---- PASSAGE FOR REVIEW
Chinese credit had a better month in March. Goldman:
Bottom line: March total social financing, RMB loans and M2 growth accelerated materially and were all well above market expectations on the back of policy support. Composition of RMB loans suggests broad acceleration of loan growth across sectors (with the only exception being household short-term loans, which might reflect the drag from anti-pandemic measures because short-term household loans are typically consumption loans), however bill financing growth was still much faster than medium-to-long term loan growth, which continued to imply weak credit demand relative to credit supply.
Key numbers: New CNY loans: RMB 3130 bn in March (RMB loans to the real economy: RMB 3233 bn) vs. GSe: RMB 2800bn, consensus: RMB 2750bn. Outstanding CNY loan growth: 11.4% yoy in March (18.1% SA ann mom, estimated by GS); February: 11.4% yoy (13.2% SA ann mom). Total social financing (flow, reported): RMB 4650bn in March, vs. GSe: RMB 3500bn,
consensus: RMB 3550bn. TSF stock growth (after adding all government bonds) was 10.6% yoy in March, faster than the 10.2% in February. The implied month-on-month growth of TSF stock accelerated to 14.4% (seasonally adjusted annual rate) from 11.5% in February. M2: 9.7% yoy in March (+24.4% SA ann mom) vs. GSe: 9.0% yoy, Bloomberg consensus: 9.4% yoy. February: 9.2% yoy (+11.3% SA ann mom estimated by GS).
Pantheon has more:
We had worried that money growth would drop back in March, after a rebound in February which we thought represented holiday distortions, at least in part. Instead, money supply growth accelerated, after correcting for seasonality. We estimate M1 growth picked up to 4.2% y/y, from 2.9%, on this basis. M2 growth also picked up in March, at 9.7% year-overyear, from 9.2% in February.
--------
---- GIVEN RECORDS
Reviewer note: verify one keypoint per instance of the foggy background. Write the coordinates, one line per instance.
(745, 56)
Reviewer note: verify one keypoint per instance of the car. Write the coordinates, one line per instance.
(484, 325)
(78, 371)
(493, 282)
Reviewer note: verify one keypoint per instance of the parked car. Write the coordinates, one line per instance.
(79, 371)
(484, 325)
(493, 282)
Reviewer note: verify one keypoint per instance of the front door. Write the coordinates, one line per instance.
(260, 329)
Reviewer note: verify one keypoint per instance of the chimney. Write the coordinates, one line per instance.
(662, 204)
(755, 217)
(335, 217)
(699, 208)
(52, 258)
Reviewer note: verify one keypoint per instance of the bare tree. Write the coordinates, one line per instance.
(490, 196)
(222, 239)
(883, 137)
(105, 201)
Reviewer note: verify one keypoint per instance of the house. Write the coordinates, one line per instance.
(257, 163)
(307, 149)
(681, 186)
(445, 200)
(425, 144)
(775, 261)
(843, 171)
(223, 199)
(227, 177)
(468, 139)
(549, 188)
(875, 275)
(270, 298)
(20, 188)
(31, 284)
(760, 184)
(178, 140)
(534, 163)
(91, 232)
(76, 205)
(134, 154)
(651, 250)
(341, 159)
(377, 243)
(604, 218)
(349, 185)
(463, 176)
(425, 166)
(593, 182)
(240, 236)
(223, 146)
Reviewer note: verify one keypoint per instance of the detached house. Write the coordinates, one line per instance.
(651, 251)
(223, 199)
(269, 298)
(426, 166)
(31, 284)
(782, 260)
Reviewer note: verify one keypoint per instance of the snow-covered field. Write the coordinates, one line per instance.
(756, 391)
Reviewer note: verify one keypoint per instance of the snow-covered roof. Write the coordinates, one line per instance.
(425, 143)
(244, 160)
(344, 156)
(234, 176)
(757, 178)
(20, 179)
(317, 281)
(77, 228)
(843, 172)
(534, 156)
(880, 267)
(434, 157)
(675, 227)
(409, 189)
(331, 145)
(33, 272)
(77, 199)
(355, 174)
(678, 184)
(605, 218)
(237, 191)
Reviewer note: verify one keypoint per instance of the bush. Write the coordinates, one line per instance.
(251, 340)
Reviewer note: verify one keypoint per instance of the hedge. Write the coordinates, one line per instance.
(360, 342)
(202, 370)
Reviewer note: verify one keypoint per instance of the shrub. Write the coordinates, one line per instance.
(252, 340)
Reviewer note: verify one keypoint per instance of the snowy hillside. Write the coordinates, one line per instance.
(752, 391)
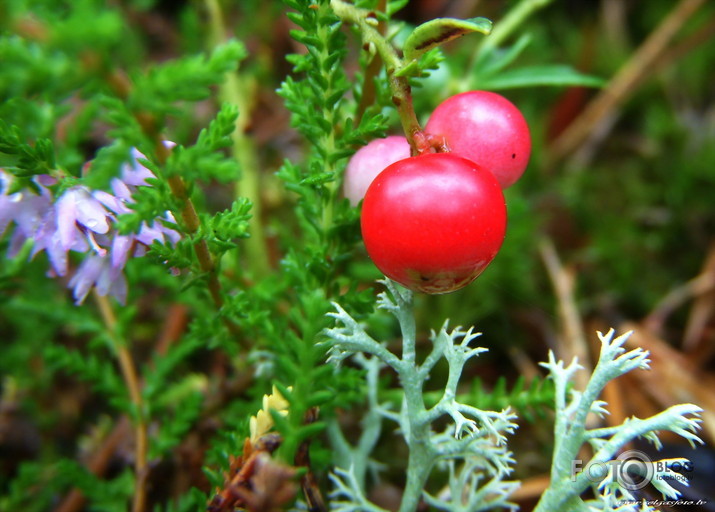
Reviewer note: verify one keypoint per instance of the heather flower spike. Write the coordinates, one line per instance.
(83, 221)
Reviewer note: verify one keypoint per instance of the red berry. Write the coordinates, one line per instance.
(433, 222)
(485, 128)
(369, 161)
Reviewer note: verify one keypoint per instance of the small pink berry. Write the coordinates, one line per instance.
(369, 161)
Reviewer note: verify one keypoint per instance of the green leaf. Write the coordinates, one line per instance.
(552, 75)
(439, 31)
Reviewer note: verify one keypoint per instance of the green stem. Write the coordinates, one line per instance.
(240, 92)
(131, 379)
(399, 85)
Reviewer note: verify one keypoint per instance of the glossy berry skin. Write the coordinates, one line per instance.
(485, 128)
(369, 161)
(433, 222)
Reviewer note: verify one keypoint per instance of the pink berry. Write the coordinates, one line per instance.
(486, 128)
(369, 161)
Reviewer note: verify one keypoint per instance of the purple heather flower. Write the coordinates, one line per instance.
(98, 271)
(82, 220)
(77, 209)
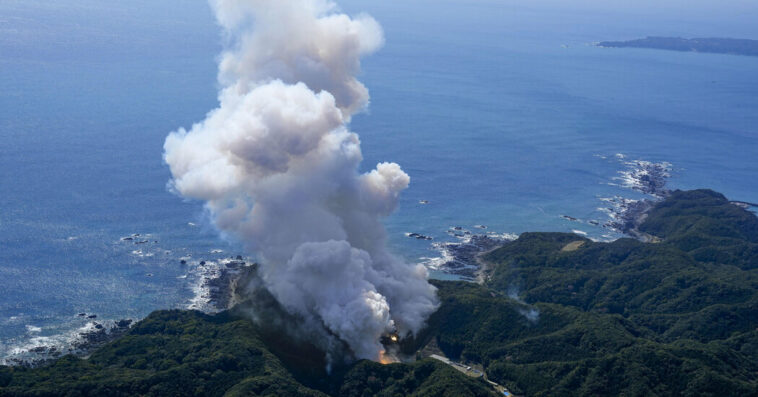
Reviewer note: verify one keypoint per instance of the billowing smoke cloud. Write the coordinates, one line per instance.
(278, 169)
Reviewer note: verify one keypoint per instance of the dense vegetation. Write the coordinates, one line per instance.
(714, 45)
(181, 353)
(557, 315)
(679, 317)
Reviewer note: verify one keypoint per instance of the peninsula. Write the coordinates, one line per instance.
(711, 45)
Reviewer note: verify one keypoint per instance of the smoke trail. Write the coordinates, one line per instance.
--------
• **TASKS TO PERFORM**:
[a] Reproduce the part of the passage on Chinese credit in March, starting at "Chinese credit had" and ending at "to credit supply.".
[b] From the passage on Chinese credit in March, list every consensus forecast it gives, each with the measure it refers to.

• **ANSWERS PER TASK**:
[a]
Chinese credit had a better month in March. Goldman:
Bottom line: March total social financing, RMB loans and M2 growth accelerated materially and were all well above market expectations on the back of policy support. Composition of RMB loans suggests broad acceleration of loan growth across sectors (with the only exception being household short-term loans, which might reflect the drag from anti-pandemic measures because short-term household loans are typically consumption loans), however bill financing growth was still much faster than medium-to-long term loan growth, which continued to imply weak credit demand relative to credit supply.

[b]
- New CNY loans: RMB 2750bn
- Total social financing: RMB 3550bn
- M2: 9.4% yoy (Bloomberg consensus)